Detection examples:
— start —

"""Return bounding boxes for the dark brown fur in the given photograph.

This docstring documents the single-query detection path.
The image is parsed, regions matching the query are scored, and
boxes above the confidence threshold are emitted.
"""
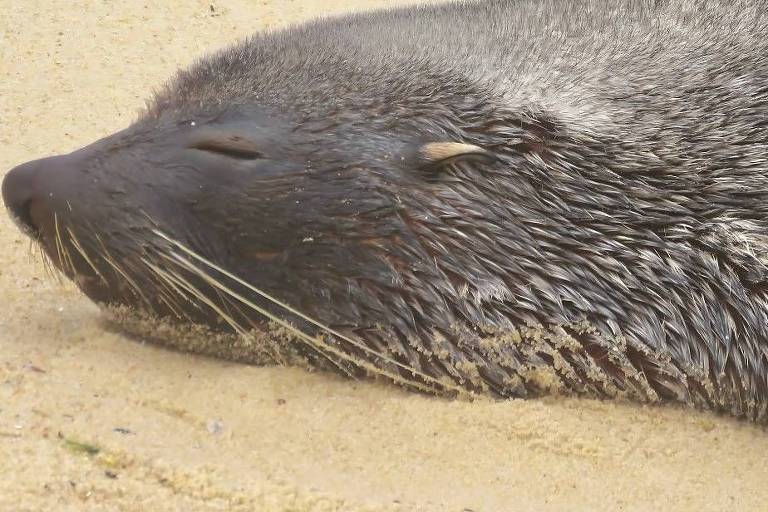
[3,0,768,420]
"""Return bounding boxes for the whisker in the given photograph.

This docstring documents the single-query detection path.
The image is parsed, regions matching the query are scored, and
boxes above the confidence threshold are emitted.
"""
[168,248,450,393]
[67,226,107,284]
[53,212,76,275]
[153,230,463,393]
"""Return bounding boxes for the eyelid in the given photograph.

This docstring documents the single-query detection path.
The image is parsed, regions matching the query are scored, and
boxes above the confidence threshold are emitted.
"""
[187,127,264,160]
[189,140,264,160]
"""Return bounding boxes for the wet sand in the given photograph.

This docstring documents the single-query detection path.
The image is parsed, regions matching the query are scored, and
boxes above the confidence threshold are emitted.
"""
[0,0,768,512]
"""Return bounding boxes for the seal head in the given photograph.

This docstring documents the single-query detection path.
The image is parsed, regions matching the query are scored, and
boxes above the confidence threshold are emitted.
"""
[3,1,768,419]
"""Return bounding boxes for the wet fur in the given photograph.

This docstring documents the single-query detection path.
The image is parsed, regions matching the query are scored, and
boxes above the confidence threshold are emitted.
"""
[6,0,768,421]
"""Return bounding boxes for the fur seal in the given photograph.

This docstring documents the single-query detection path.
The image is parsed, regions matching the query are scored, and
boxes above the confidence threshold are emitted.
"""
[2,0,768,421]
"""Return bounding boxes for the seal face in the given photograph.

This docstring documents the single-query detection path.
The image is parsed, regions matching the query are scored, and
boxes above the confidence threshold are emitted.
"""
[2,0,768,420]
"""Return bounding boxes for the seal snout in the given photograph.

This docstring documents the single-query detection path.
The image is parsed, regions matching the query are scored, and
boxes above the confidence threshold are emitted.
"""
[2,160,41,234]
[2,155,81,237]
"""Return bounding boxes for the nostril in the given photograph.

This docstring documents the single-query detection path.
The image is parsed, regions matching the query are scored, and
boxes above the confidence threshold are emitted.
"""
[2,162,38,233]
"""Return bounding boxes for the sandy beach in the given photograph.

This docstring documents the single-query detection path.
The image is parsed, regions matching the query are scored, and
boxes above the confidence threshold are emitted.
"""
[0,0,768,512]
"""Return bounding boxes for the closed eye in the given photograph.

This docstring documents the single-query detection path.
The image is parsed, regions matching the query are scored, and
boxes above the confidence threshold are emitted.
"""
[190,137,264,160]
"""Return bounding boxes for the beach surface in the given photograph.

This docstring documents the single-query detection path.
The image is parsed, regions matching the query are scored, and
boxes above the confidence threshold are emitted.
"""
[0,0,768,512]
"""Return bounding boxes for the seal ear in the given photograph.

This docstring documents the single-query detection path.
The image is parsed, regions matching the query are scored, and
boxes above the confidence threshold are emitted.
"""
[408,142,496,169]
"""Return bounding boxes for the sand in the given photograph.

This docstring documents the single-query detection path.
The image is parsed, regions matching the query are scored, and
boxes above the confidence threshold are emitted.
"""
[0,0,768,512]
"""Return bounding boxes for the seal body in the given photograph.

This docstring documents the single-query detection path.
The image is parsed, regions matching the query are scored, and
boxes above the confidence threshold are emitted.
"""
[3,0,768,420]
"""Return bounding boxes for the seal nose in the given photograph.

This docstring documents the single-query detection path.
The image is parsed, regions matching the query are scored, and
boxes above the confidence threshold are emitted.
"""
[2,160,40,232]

— end —
— start —

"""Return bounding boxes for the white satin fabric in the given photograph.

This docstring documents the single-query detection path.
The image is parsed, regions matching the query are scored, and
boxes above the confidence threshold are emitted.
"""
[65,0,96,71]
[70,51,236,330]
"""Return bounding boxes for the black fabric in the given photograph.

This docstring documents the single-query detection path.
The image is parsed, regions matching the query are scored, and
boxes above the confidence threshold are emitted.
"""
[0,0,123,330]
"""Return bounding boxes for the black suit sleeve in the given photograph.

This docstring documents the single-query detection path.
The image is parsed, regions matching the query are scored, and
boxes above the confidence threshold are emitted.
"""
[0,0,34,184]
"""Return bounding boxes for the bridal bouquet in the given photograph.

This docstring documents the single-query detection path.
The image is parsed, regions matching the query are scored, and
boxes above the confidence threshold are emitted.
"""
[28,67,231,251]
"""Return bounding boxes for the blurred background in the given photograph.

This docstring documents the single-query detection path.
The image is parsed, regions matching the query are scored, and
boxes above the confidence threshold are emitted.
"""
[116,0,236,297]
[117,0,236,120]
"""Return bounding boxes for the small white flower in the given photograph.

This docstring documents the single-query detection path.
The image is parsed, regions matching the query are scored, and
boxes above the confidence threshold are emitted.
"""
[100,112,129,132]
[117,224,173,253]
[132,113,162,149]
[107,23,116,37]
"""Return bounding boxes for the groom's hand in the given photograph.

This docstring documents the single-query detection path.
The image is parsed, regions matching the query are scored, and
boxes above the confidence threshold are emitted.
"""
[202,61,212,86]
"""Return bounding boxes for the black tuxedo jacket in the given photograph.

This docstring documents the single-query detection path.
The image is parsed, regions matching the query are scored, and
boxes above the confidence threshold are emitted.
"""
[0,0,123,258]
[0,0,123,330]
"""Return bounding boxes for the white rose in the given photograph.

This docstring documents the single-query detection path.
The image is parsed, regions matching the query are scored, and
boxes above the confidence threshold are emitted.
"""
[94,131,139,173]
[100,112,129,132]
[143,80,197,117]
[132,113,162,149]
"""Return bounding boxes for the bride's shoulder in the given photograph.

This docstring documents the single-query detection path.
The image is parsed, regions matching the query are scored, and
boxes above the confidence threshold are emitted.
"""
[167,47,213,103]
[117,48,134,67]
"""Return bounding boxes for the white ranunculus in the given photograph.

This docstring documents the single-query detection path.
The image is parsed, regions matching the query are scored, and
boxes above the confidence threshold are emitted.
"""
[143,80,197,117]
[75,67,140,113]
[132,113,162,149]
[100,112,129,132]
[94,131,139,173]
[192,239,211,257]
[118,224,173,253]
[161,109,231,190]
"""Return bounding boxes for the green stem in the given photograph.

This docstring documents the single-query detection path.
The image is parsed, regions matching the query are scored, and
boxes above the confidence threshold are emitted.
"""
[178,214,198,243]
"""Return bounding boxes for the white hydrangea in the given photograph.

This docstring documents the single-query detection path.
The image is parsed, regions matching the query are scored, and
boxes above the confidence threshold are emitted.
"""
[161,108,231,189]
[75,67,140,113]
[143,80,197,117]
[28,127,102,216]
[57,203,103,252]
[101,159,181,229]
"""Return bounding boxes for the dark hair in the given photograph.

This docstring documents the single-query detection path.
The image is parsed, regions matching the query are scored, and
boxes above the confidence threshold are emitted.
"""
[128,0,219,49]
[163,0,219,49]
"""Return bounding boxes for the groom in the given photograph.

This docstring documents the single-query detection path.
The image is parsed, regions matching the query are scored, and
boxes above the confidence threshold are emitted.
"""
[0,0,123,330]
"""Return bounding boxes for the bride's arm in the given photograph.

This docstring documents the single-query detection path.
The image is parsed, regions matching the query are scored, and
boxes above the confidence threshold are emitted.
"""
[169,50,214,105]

— end —
— start —

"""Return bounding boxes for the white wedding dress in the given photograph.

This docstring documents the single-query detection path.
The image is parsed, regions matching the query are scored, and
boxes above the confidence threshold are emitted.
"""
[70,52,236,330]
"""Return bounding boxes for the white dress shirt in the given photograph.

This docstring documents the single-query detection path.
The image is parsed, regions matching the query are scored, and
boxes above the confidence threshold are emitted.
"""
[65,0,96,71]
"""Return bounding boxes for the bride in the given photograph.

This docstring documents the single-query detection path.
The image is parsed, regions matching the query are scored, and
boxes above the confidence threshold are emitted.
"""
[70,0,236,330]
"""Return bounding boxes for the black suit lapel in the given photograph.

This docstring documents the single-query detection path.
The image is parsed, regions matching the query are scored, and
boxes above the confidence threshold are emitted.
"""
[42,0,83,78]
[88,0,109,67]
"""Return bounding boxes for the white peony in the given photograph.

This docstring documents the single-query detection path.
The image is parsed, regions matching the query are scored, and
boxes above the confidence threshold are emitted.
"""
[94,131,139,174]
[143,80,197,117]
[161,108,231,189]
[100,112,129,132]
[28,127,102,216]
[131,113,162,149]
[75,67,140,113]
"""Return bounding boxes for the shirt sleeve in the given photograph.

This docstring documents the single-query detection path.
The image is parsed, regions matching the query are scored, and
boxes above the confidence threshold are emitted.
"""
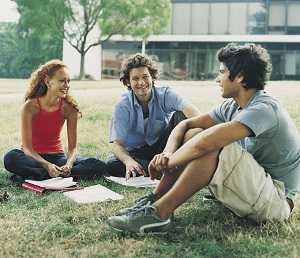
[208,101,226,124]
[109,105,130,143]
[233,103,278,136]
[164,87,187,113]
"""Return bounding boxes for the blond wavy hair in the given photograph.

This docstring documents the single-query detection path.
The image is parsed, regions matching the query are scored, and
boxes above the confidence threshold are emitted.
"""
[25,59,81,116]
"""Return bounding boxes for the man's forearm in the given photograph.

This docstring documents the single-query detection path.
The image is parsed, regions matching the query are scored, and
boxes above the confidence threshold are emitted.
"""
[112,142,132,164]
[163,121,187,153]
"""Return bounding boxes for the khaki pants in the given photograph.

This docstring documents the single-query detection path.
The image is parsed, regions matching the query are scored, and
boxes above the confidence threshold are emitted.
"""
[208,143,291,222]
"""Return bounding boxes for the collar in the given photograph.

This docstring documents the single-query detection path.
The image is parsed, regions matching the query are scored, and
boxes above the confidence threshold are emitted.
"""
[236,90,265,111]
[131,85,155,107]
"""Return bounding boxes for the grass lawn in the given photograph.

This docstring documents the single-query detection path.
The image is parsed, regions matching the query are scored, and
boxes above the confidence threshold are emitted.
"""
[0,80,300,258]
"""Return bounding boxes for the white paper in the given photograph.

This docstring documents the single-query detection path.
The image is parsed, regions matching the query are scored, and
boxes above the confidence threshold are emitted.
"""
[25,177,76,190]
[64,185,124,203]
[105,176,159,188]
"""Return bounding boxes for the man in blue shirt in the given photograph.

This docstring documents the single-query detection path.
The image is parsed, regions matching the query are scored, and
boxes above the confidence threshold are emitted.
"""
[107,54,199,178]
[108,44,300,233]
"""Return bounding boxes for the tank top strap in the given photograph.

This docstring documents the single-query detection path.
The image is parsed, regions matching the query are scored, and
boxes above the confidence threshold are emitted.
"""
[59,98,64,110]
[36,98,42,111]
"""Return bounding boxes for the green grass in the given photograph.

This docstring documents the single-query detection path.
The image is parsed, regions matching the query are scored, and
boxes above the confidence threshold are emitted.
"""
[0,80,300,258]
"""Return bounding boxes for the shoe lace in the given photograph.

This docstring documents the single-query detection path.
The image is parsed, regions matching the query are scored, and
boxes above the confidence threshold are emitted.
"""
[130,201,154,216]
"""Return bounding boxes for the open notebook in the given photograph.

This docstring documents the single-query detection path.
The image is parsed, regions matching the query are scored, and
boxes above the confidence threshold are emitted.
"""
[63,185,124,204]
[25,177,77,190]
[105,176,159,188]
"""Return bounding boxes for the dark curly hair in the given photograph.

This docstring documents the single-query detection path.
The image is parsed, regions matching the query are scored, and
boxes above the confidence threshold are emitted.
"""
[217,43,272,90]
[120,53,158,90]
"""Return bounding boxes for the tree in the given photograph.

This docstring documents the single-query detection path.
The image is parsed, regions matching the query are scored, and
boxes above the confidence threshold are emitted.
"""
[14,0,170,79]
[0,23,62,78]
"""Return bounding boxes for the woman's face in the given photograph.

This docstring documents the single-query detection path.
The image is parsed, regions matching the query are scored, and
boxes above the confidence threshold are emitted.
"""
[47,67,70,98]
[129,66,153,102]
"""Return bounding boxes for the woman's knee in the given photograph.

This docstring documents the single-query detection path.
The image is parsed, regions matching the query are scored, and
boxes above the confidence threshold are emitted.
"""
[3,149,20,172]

— end —

■ **What to produce**
Repeat the records word for word, starting with the line that contains "hydrangea in the given photograph." and going on through the line that contains "[169,50,214,105]", including both of those lines.

■ **The completed task**
"""Return bounding boxes for the white hydrangea in the given photograph.

This docstring documents the single-query detection path.
The image is parsed, regions matching the query are scored, and
boxes above the confidence threshold are emitted.
"""
[161,108,231,189]
[75,67,140,113]
[143,80,197,117]
[28,127,102,216]
[57,203,103,252]
[101,159,181,229]
"""Return bounding boxes for the dark hair in the given photograph.

This docstring documents the single-query detection path.
The image is parsed, regions matching the query are scored, and
boxes above the confidence threshold are emitted.
"""
[128,0,219,49]
[163,0,219,49]
"""Return bounding boxes for the groom in the given photograph.

This docstring documents the single-query detection path.
The image is parsed, regions matching the query are scored, and
boxes above the confidence threshold are emitted.
"""
[0,0,123,330]
"""Return bounding boxes for the bride's arm in the given photograph.

This docstring documents the single-query detection path.
The image is parsed, regions matching the query are scored, and
boxes above the confidence threshold are emitted.
"""
[169,50,214,105]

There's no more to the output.